- EXERCISE MATERIAL

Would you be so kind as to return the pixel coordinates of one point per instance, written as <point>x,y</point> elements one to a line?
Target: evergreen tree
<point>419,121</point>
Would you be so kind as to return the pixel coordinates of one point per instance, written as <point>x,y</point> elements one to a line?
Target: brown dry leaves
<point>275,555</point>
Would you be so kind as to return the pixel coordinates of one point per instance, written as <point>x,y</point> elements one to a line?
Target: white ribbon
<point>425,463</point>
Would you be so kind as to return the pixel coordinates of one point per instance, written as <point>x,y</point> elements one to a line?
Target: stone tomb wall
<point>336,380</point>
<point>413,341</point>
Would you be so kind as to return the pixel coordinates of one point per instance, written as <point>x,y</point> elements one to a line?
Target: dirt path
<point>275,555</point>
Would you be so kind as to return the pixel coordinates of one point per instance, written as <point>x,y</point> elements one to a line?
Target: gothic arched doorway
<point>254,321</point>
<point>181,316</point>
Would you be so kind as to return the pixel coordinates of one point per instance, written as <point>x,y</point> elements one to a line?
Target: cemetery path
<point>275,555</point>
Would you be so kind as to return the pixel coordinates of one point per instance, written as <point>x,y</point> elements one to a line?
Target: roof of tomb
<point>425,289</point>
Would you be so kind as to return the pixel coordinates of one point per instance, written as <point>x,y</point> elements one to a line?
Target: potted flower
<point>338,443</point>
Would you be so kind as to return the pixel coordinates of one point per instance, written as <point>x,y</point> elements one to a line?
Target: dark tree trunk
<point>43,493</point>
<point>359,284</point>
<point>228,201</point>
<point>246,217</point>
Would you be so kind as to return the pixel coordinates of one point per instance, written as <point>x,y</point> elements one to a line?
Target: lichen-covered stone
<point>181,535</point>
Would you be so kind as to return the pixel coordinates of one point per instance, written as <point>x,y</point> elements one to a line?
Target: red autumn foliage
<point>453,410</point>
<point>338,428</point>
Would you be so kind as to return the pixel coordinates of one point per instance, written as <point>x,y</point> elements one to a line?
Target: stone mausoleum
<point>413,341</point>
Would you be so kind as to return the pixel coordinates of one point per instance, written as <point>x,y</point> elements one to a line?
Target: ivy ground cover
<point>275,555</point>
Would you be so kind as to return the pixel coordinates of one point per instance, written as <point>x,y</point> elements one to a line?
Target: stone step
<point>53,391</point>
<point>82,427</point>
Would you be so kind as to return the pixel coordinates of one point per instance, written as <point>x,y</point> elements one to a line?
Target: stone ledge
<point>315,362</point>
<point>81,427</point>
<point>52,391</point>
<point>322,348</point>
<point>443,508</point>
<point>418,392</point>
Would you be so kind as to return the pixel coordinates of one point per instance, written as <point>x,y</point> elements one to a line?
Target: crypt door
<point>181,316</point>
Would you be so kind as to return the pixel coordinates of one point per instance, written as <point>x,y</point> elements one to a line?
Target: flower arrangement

- WHAT THIS TASK INVOLVES
Rewrite all the records above, substituting "Object" for every "Target" and leaving everything else unchanged.

- REPLY
Would you be so kind as to return the pixel coordinates of one point per instance, written as <point>x,y</point> elements one to a line?
Object: evergreen tree
<point>419,121</point>
Would you be so kind as to return the pixel coordinates of one point per instance, written as <point>x,y</point> elements one to a line?
Object: brown dry leaves
<point>275,555</point>
Would you be so kind as to return the pixel coordinates of one point per instance, written as <point>x,y</point> elements one to a line?
Object: white ribbon
<point>425,463</point>
Would you be so kind as to return the pixel coordinates of one point per instance, written as <point>x,y</point> elements one to a line?
Object: stone tomb wall
<point>336,380</point>
<point>413,341</point>
Would you be so kind as to return the pixel coordinates of one point per instance, written as <point>x,y</point> elements one to a line?
Object: dirt path
<point>275,555</point>
Would you be so kind as to return the pixel coordinates of one point per instance, written as <point>x,y</point> elements one to a line?
Object: gothic arched doorway
<point>254,321</point>
<point>181,316</point>
Would you be so kind as to return the pixel coordinates of one point per instance, written as <point>x,y</point> elements one to a line?
Object: cemetery path
<point>275,555</point>
Would you be so kind as to return the pixel coordinates of one point per instance, written as <point>x,y</point> elements one to a line?
Object: roof of tomb
<point>425,289</point>
Would you be so kind as to return the pixel coordinates of one point per instance, written as <point>x,y</point> elements one to a line?
Object: potted flower
<point>338,443</point>
Would you be so kind as to return the pixel coordinates of one point per instance, written as <point>x,y</point> elements one to a line?
Object: dark tree trunk
<point>43,493</point>
<point>359,284</point>
<point>228,201</point>
<point>246,217</point>
Would you be so kind as to return the pixel coordinates of one point per instance, written as <point>x,y</point> elements one to a line?
Object: lichen-covered stone
<point>181,535</point>
Would you be so kind as to return the pixel coordinates of one point per instance, written as <point>x,y</point> elements one to a line?
Object: red autumn foliage
<point>453,410</point>
<point>338,428</point>
Would you be so kind as to return the pixel coordinates of one point per instance, written as <point>x,y</point> elements one to a line?
Object: stone mausoleum
<point>413,341</point>
Would you be so kind as to return the pixel coordinates of one point per instance, written as <point>x,y</point> elements one to a line?
Object: ivy ground cover
<point>275,555</point>
Would you be so kind as to return the pixel coordinates of one point per instance, written as <point>x,y</point> elements one to a line?
Object: stone step
<point>53,391</point>
<point>82,427</point>
Would you be so kind as to return the pixel coordinates of one point per instance, written as <point>x,y</point> elements one to a line?
Object: stone ledge
<point>315,362</point>
<point>81,427</point>
<point>52,391</point>
<point>322,348</point>
<point>443,508</point>
<point>418,392</point>
Would you be so kind as to return the pixel coordinates of one point per instance, written as <point>x,y</point> elements one to a line?
Object: crypt door
<point>181,316</point>
Would you be so kind as to return the pixel coordinates of one point per instance, written as <point>x,y</point> elements one to a line?
Object: flower arrangement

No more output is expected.